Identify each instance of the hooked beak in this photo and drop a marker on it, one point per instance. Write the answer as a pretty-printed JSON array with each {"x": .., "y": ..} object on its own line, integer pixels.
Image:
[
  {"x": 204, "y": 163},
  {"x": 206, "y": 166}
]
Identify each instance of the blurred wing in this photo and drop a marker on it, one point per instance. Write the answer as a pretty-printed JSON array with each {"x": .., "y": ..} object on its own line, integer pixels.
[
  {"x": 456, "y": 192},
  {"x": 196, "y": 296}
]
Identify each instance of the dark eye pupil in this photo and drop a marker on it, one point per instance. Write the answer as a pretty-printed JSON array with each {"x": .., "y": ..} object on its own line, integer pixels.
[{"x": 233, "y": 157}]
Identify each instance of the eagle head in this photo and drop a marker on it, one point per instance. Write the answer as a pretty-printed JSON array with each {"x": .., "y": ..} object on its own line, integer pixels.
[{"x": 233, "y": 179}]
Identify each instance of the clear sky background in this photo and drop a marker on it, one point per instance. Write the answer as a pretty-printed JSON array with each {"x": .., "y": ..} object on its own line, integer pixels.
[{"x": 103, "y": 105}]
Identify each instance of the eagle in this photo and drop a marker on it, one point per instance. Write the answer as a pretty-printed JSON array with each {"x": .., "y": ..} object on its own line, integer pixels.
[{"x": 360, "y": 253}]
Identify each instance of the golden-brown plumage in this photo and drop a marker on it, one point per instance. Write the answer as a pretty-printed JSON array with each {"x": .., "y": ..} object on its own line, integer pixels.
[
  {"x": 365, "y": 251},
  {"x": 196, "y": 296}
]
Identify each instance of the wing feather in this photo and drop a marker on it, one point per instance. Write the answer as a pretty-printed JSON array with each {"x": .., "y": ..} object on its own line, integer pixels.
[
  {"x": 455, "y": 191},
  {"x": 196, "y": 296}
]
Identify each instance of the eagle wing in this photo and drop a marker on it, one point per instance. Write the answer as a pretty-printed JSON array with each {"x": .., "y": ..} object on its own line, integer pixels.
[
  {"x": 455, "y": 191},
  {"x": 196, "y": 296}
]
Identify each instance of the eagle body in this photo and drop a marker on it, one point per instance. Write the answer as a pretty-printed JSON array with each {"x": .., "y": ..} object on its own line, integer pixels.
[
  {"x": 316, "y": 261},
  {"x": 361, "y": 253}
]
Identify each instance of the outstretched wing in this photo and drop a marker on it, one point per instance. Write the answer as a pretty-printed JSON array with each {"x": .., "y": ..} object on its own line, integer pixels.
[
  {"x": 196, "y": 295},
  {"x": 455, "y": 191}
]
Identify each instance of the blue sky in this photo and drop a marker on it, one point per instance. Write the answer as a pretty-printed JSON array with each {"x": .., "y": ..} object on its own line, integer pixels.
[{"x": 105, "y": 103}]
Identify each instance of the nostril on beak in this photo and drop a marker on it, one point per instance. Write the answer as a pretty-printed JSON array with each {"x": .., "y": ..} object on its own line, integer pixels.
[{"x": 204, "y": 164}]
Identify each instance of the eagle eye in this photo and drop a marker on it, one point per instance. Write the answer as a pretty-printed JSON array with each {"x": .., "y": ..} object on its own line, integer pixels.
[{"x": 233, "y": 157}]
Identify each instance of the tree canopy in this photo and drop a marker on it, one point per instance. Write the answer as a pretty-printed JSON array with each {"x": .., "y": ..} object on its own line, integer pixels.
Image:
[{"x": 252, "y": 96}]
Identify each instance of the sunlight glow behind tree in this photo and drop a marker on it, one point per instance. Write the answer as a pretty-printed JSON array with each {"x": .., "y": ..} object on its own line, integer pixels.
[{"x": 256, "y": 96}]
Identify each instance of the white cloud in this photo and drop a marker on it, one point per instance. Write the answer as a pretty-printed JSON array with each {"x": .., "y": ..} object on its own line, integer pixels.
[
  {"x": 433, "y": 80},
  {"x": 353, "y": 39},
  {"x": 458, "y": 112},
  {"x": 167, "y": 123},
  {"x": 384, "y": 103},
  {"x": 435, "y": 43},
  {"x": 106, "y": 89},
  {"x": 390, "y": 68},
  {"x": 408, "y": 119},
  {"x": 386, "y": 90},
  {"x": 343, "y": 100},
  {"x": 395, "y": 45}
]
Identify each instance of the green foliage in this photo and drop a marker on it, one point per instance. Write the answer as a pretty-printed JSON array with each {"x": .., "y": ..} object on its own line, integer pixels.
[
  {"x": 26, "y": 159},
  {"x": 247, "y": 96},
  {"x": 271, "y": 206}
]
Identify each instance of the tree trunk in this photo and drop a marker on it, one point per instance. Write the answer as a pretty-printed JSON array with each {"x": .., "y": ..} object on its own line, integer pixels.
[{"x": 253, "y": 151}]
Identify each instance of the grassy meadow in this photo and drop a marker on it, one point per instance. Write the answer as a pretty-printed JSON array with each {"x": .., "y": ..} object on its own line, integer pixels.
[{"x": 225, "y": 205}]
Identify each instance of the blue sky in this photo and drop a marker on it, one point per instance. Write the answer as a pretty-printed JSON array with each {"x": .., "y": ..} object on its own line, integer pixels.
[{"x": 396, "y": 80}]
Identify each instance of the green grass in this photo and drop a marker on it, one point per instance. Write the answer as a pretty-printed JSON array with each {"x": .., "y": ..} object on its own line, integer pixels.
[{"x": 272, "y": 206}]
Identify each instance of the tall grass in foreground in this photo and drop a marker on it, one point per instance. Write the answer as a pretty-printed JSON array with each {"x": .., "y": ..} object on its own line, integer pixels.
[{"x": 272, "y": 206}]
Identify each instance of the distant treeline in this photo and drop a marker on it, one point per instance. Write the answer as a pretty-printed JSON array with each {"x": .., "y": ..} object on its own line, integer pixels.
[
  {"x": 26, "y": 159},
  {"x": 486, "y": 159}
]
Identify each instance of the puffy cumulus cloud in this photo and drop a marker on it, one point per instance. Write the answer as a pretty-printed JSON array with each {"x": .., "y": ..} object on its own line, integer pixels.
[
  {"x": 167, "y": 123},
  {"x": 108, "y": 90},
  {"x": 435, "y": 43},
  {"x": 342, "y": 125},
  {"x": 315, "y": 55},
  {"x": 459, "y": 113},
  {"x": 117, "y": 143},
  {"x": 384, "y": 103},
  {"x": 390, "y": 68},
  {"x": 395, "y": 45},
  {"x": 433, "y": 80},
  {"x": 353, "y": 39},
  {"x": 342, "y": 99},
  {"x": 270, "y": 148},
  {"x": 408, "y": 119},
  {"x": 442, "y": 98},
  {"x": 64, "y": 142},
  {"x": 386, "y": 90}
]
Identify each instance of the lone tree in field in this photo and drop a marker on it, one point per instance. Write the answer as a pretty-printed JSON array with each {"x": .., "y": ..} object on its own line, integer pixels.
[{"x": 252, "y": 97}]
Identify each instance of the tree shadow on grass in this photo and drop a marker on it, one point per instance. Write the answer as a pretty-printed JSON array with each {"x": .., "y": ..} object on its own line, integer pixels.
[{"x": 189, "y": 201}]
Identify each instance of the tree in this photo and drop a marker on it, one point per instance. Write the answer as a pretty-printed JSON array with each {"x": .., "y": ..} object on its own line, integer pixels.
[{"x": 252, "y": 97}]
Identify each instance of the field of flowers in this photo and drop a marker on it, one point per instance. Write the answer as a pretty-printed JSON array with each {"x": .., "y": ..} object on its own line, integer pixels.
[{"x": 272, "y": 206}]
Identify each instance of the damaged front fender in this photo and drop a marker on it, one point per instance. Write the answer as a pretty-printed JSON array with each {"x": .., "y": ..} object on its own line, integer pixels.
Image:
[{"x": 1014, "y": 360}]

### EXERCISE BRIEF:
Reproduce the material in full, with no word added or dropped.

### RESPONSE:
Identify each instance of the hooked beak in this photo and drop a marker on it, one point per instance. Write the answer as a pretty-printed JSON array with each {"x": .., "y": ..} object on its own line, integer pixels.
Image:
[
  {"x": 204, "y": 163},
  {"x": 206, "y": 166}
]
Identify each instance of the blurred wing in this photo and drop a marker on it, one point per instance. Write the answer as a pretty-printed JSON array with each {"x": .., "y": ..} object on its own line, integer pixels.
[
  {"x": 456, "y": 192},
  {"x": 196, "y": 296}
]
Identify each instance of the dark eye pupil in this photo and drop a marker on it, one point per instance. Write the answer as a pretty-printed JSON array with each {"x": .., "y": ..} object on its own line, integer pixels.
[{"x": 233, "y": 157}]
Identify each instance of the eagle head in this photo and drop a marker on it, one point per instance. Write the answer as a pretty-printed JSON array with each {"x": .., "y": ..} object on its own line, integer pixels.
[{"x": 233, "y": 179}]
Identify each instance of the clear sky background in this photo and drop a marker on it, one point per instance. Write the answer as a pretty-printed JSON array with each {"x": .., "y": ..} object on its own line, integer pixels.
[{"x": 103, "y": 105}]
Identify each instance of the eagle in this photo and drop a marker on it, one point per instance. Write the answer as a pretty-printed JSON array with each {"x": .., "y": ..} object on its own line, integer pixels.
[{"x": 360, "y": 253}]
Identify each instance of the golden-brown plumage in this photo and drop a marker on it, one point per instance. Write the answer as a pretty-printed JSON array with each {"x": .., "y": ..} object on its own line, integer pixels.
[
  {"x": 365, "y": 251},
  {"x": 196, "y": 296}
]
Identify each instance of the wing feather in this photo and drop a marker on it, one point per instance. Write the answer as a pretty-printed JSON array with each {"x": .., "y": ..} object on its own line, integer pixels.
[
  {"x": 455, "y": 191},
  {"x": 196, "y": 296}
]
Identify each instance of the eagle wing in this photo and drop a marker on it, one point per instance. Write the answer as a pretty-printed JSON array with each {"x": .., "y": ..} object on its own line, integer pixels.
[
  {"x": 455, "y": 191},
  {"x": 196, "y": 296}
]
Identify each instance of the eagle body in this photo and drop a marker on it, one point per instance. Write the answer as a pretty-printed JSON array with each {"x": .., "y": ..} object on its own line, integer pixels.
[
  {"x": 316, "y": 261},
  {"x": 361, "y": 253}
]
Identify each instance of the outstretched wing in this photo and drop a marker on it, one point per instance. Write the answer as a pretty-printed JSON array with each {"x": .., "y": ..} object on its own line, integer pixels.
[
  {"x": 196, "y": 295},
  {"x": 455, "y": 191}
]
Identify each instance of the blue sky in this photo and drop a marker on it, one point per instance. Write the answer as a pretty-printed JSON array with each {"x": .., "y": ..} object on its own line, integer pixels.
[{"x": 105, "y": 103}]
Identify each instance of the nostril on beak in this photo and drop a marker on it, one point per instance. Write the answer as a pretty-printed JSON array with each {"x": .., "y": ..} object on its own line, integer pixels.
[{"x": 204, "y": 164}]
Identify each instance of the eagle eye in this photo and drop a marker on it, one point per instance. Write the answer as a pretty-printed JSON array with each {"x": .., "y": ..} object on its own line, integer pixels.
[{"x": 233, "y": 157}]
Identify each instance of the tree canopy in this photo and drop a marker on it, one point per instance. Write the answer as a pretty-printed JSON array with each {"x": .., "y": ..} object on its own line, integer pixels.
Image:
[{"x": 252, "y": 96}]
Identify each instance of the sunlight glow behind tree in this photo and drop a marker on it, one point per instance. Write the answer as a pretty-printed JSON array with each {"x": .., "y": ..} object on its own line, integer pixels.
[{"x": 256, "y": 96}]
Identify each instance of the white cloud in this photo and drop a marker on it, one point per instance. Write the answer as a pretty-printed JSON array with each {"x": .., "y": ..} object on its own line, integer pixels.
[
  {"x": 433, "y": 80},
  {"x": 353, "y": 39},
  {"x": 458, "y": 112},
  {"x": 167, "y": 123},
  {"x": 384, "y": 103},
  {"x": 435, "y": 43},
  {"x": 106, "y": 89},
  {"x": 390, "y": 68},
  {"x": 408, "y": 119},
  {"x": 386, "y": 90},
  {"x": 343, "y": 100},
  {"x": 395, "y": 45}
]
Identify each instance of the green foliage in this photo and drop a marker on it, one point per instance. Write the answer as a pretty-printed JSON array with each {"x": .., "y": ..} object on its own line, integer pixels.
[
  {"x": 26, "y": 159},
  {"x": 247, "y": 96},
  {"x": 271, "y": 206}
]
Identify each instance of the tree trunk in this photo and drop a marker on it, one point per instance. Write the answer as a pretty-printed JSON array with each {"x": .., "y": ..} object on its own line, integer pixels.
[{"x": 253, "y": 151}]
Identify each instance of the grassy meadow in this photo and drop a marker on it, one point per instance. Write the answer as a pretty-printed JSON array with each {"x": .., "y": ..} object on its own line, integer pixels.
[{"x": 225, "y": 205}]
Identify each instance of the blue sky in this photo and drop a marker on it, one point per instance. Write the answer as a pretty-printed JSON array with each {"x": .., "y": ..} object on its own line, integer pixels.
[{"x": 396, "y": 80}]
Identify each instance of the green grass in this photo and drop a marker on it, one point per instance. Write the answer as a pretty-printed JSON array with each {"x": .., "y": ..} object on its own line, integer pixels.
[{"x": 272, "y": 206}]
Identify each instance of the tall grass in foreground in this photo and drop a marker on it, one point per instance. Write the answer as a pretty-printed JSON array with each {"x": .., "y": ..} object on its own line, integer pixels.
[{"x": 272, "y": 206}]
Identify each instance of the distant treeline in this photo and drop a marker on it, one point per instance. Write the answer as a pretty-printed JSON array with each {"x": .., "y": ..} object on its own line, integer pixels.
[
  {"x": 26, "y": 159},
  {"x": 486, "y": 159}
]
Identify each instance of the puffy cumulus cloud in this photo and drop a marker on it, one point per instance. Write the answer as a pretty-printed JSON array with each {"x": .., "y": ..} object on its own line, integer pixels.
[
  {"x": 167, "y": 123},
  {"x": 108, "y": 90},
  {"x": 435, "y": 43},
  {"x": 342, "y": 125},
  {"x": 315, "y": 55},
  {"x": 459, "y": 113},
  {"x": 117, "y": 143},
  {"x": 384, "y": 103},
  {"x": 390, "y": 68},
  {"x": 395, "y": 45},
  {"x": 433, "y": 80},
  {"x": 353, "y": 39},
  {"x": 342, "y": 99},
  {"x": 270, "y": 148},
  {"x": 408, "y": 119},
  {"x": 442, "y": 98},
  {"x": 64, "y": 142},
  {"x": 386, "y": 90}
]
Identify each instance of the lone tree in field in this photo and drop a marker on it, one point per instance. Write the answer as a pretty-printed JSON array with each {"x": .., "y": ..} object on its own line, integer pixels.
[{"x": 252, "y": 97}]
Identify each instance of the tree shadow on grass in this photo and drop a marker on it, one point per instance. Write the answer as a pretty-printed JSON array with each {"x": .., "y": ..} object on its own line, integer pixels.
[{"x": 189, "y": 201}]
Identify each instance of the tree in this photo and drop a marker on it, one point per instance. Write the answer as a pretty-printed JSON array with each {"x": .., "y": ..} object on its own line, integer pixels.
[{"x": 252, "y": 97}]
Identify each instance of the field of flowers in this photo and drop a marker on it, one point per instance. Write the answer as a pretty-printed JSON array with each {"x": .., "y": ..} object on its own line, integer pixels.
[{"x": 272, "y": 206}]
Identify each instance of the damaged front fender in this photo and drop a marker on it, one point per instance. Write the answer as a pretty-printed JSON array with each {"x": .., "y": ..} object on its own line, integer pixels.
Image:
[{"x": 1014, "y": 360}]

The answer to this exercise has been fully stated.